Short problem> Rewrite the lines from the one containing "Annotation task — mark the windshield" through the one containing "<point>155,238</point>", changing "keypoint" to "marker" and leaving everything else as it is. Give back only those lines.

Listing>
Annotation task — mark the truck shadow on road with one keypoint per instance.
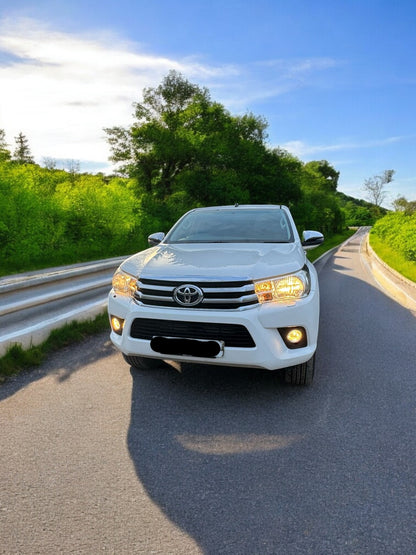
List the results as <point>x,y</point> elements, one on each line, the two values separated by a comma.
<point>244,464</point>
<point>62,363</point>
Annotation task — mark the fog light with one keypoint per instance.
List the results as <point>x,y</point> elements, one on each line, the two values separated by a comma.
<point>117,325</point>
<point>294,338</point>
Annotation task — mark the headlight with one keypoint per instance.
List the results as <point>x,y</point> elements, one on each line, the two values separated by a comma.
<point>124,284</point>
<point>282,288</point>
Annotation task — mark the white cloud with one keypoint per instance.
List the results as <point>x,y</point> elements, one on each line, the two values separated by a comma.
<point>62,89</point>
<point>301,149</point>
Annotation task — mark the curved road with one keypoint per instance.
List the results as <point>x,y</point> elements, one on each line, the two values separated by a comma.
<point>97,458</point>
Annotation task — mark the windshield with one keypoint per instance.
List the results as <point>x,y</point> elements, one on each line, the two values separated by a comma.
<point>233,226</point>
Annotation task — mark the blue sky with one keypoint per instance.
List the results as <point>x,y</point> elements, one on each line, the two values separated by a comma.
<point>335,80</point>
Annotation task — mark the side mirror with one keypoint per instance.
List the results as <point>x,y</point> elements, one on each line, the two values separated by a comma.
<point>311,239</point>
<point>155,238</point>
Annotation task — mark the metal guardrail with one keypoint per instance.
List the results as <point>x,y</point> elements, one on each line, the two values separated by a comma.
<point>35,303</point>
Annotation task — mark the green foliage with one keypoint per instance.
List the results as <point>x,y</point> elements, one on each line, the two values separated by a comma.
<point>185,146</point>
<point>17,359</point>
<point>393,258</point>
<point>398,231</point>
<point>48,219</point>
<point>182,151</point>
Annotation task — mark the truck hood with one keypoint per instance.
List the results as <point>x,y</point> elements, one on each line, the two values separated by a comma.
<point>209,261</point>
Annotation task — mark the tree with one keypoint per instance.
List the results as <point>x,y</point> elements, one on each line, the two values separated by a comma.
<point>4,151</point>
<point>401,204</point>
<point>22,153</point>
<point>374,187</point>
<point>329,176</point>
<point>185,149</point>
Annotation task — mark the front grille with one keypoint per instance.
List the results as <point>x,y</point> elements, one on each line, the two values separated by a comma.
<point>233,335</point>
<point>216,294</point>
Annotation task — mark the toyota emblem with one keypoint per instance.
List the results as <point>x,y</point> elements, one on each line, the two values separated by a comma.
<point>188,295</point>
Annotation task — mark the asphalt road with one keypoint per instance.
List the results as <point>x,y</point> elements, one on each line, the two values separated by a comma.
<point>96,458</point>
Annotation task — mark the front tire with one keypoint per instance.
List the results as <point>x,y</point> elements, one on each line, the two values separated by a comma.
<point>142,363</point>
<point>301,374</point>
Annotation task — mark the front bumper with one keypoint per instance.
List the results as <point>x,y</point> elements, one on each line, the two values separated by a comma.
<point>261,321</point>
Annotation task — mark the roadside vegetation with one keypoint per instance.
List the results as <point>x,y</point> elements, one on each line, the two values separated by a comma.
<point>17,359</point>
<point>393,238</point>
<point>183,150</point>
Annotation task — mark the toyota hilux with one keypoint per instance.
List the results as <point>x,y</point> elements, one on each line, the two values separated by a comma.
<point>227,285</point>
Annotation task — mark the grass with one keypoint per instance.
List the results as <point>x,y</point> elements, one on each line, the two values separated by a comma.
<point>329,243</point>
<point>17,359</point>
<point>393,258</point>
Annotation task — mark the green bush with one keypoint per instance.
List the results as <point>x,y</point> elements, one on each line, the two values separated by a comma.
<point>398,231</point>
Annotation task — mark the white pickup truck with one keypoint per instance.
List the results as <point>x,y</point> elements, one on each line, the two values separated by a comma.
<point>228,285</point>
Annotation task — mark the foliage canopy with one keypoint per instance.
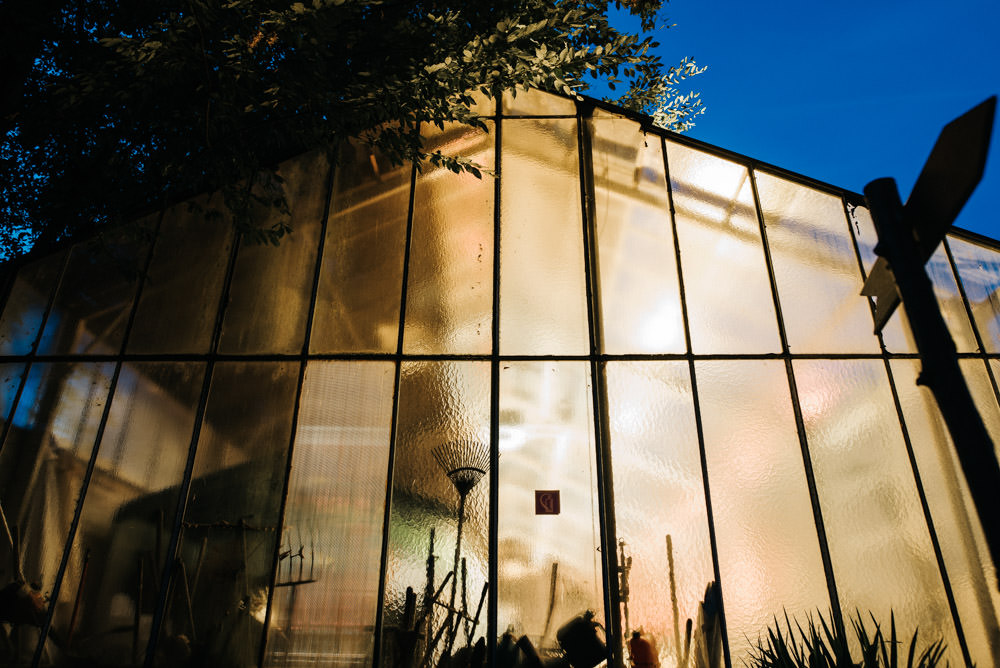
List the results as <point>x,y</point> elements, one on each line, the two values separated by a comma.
<point>112,108</point>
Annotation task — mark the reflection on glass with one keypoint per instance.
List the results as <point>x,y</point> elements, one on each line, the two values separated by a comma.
<point>548,564</point>
<point>963,547</point>
<point>323,607</point>
<point>360,283</point>
<point>450,291</point>
<point>721,255</point>
<point>659,508</point>
<point>26,304</point>
<point>883,560</point>
<point>221,576</point>
<point>94,300</point>
<point>979,269</point>
<point>436,587</point>
<point>640,302</point>
<point>180,294</point>
<point>108,597</point>
<point>816,270</point>
<point>42,466</point>
<point>769,557</point>
<point>271,288</point>
<point>543,308</point>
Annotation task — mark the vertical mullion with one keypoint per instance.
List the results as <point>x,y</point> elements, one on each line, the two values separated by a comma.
<point>303,360</point>
<point>935,543</point>
<point>494,503</point>
<point>696,404</point>
<point>599,394</point>
<point>797,410</point>
<point>393,435</point>
<point>92,462</point>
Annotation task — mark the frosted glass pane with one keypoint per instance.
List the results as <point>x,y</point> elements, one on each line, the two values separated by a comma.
<point>640,302</point>
<point>43,462</point>
<point>543,307</point>
<point>127,516</point>
<point>95,297</point>
<point>547,444</point>
<point>533,102</point>
<point>659,495</point>
<point>442,449</point>
<point>883,560</point>
<point>729,299</point>
<point>819,283</point>
<point>979,269</point>
<point>357,307</point>
<point>449,298</point>
<point>26,304</point>
<point>966,556</point>
<point>272,286</point>
<point>760,501</point>
<point>225,557</point>
<point>323,609</point>
<point>180,296</point>
<point>896,333</point>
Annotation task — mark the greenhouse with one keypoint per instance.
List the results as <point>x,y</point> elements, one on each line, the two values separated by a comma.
<point>620,393</point>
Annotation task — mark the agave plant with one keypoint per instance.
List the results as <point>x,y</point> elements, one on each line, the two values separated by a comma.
<point>823,645</point>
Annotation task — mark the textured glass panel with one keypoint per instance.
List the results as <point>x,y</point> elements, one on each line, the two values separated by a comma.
<point>966,556</point>
<point>659,498</point>
<point>549,565</point>
<point>180,295</point>
<point>26,304</point>
<point>95,297</point>
<point>769,555</point>
<point>360,282</point>
<point>816,269</point>
<point>896,333</point>
<point>449,298</point>
<point>883,560</point>
<point>543,307</point>
<point>729,299</point>
<point>119,550</point>
<point>225,559</point>
<point>43,462</point>
<point>272,286</point>
<point>533,102</point>
<point>323,609</point>
<point>442,449</point>
<point>639,298</point>
<point>979,269</point>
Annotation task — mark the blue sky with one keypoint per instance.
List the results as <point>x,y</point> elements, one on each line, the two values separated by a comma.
<point>844,92</point>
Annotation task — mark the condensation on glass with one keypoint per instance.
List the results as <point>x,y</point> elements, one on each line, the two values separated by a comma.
<point>815,268</point>
<point>269,297</point>
<point>640,302</point>
<point>659,507</point>
<point>721,255</point>
<point>224,565</point>
<point>760,499</point>
<point>438,553</point>
<point>549,565</point>
<point>883,560</point>
<point>325,592</point>
<point>979,270</point>
<point>543,307</point>
<point>180,295</point>
<point>449,296</point>
<point>360,284</point>
<point>26,304</point>
<point>108,598</point>
<point>963,546</point>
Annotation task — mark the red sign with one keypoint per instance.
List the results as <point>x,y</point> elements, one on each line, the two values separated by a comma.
<point>546,501</point>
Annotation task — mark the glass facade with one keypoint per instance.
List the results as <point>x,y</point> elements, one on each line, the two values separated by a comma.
<point>622,384</point>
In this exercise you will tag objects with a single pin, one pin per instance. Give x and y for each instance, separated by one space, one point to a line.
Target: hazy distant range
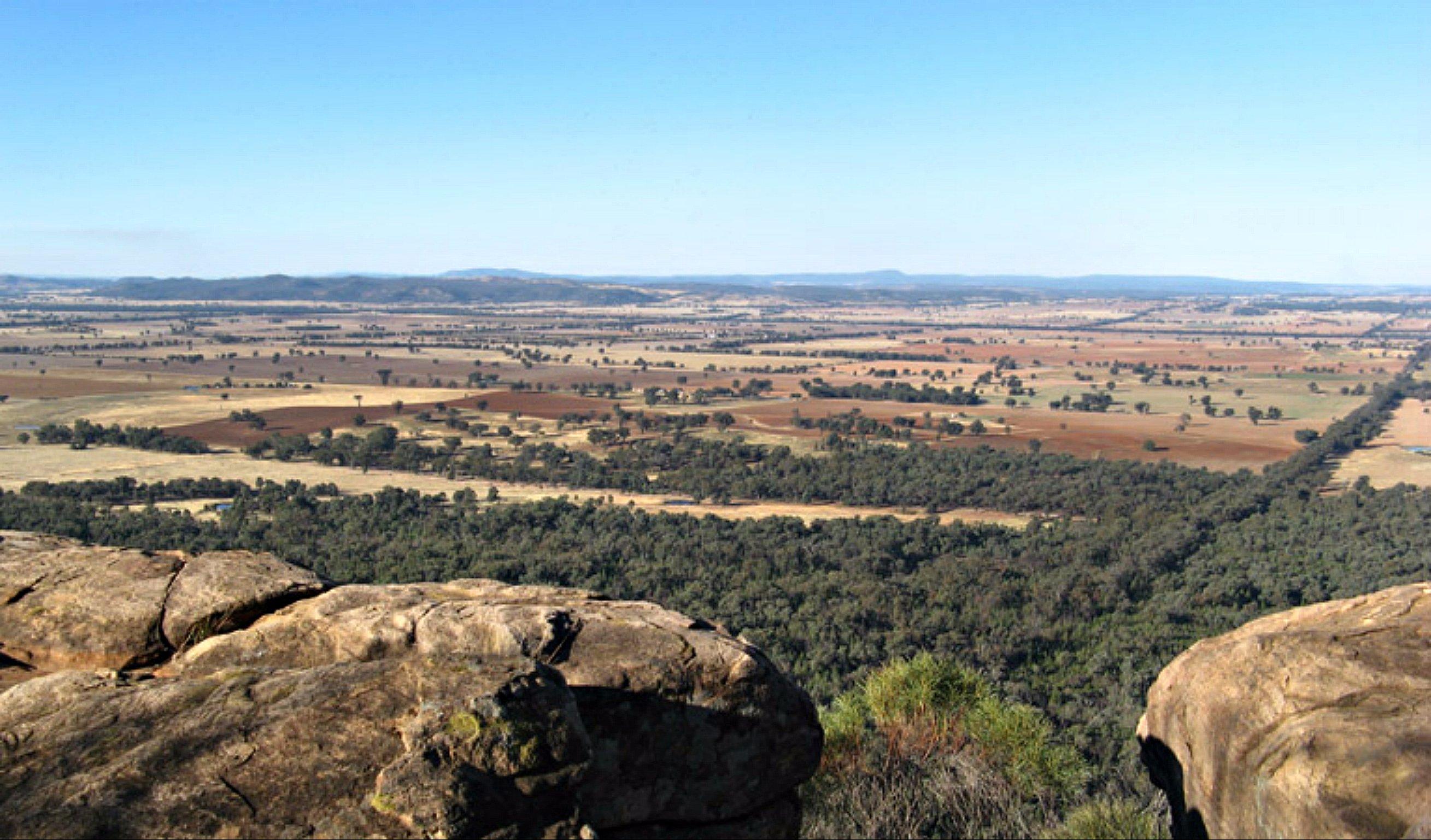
487 285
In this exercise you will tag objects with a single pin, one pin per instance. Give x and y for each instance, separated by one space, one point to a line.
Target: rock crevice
1301 725
466 709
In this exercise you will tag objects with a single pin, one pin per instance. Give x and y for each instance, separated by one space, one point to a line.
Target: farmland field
1224 384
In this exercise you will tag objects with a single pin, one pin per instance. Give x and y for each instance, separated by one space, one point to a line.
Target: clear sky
1258 140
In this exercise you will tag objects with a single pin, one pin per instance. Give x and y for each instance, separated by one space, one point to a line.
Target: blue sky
1254 140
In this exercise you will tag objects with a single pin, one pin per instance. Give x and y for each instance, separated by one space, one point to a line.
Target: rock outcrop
1310 723
466 709
71 606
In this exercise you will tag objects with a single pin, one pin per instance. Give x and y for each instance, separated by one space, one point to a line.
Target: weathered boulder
687 723
466 709
65 604
392 748
1310 723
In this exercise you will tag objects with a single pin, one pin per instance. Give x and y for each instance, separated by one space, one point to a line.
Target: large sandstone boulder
1310 723
687 725
394 748
65 604
466 709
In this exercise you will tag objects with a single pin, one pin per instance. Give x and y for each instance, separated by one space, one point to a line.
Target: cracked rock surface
466 709
1310 723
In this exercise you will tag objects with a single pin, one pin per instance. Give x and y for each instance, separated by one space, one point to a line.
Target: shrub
925 748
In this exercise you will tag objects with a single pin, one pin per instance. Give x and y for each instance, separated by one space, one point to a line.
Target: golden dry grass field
1182 377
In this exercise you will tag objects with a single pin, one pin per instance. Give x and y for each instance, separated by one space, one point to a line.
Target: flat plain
1224 384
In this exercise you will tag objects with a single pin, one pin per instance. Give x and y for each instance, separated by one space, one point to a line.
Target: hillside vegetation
1072 616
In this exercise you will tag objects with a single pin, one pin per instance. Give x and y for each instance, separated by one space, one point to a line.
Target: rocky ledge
238 699
1310 723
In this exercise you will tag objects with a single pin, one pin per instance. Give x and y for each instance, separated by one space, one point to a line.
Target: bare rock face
1310 723
65 604
347 750
687 725
468 709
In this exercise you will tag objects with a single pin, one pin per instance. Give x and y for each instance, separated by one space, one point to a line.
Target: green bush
925 748
1111 819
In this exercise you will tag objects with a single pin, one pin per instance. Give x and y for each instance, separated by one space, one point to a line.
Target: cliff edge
1310 723
230 695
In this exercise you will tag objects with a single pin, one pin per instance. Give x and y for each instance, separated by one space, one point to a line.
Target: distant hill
377 290
1133 285
492 285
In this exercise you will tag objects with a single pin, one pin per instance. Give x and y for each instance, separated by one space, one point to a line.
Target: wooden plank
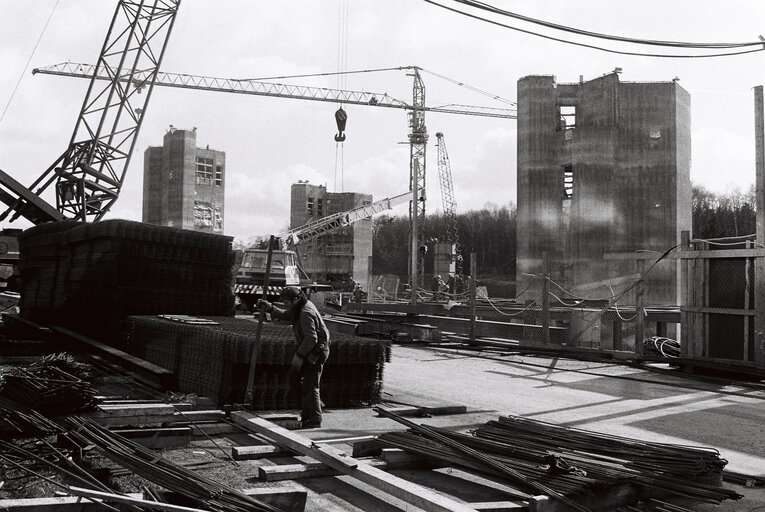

Answer to the task>
Annotation task — mark the windshield with one marker per instance.
List the results as <point>x,y</point> elements, one on each line, the two values separated by a comma.
<point>233,226</point>
Annotation task — mark the blue sky with one marker per instance.
List the results as <point>x,y</point> elements, one on each line, the two values separated by a comma.
<point>335,80</point>
Annotation task — mark the side mirror with one marker per instance.
List the results as <point>x,y</point> elements, one on each line, the two values separated by a comma.
<point>311,239</point>
<point>155,238</point>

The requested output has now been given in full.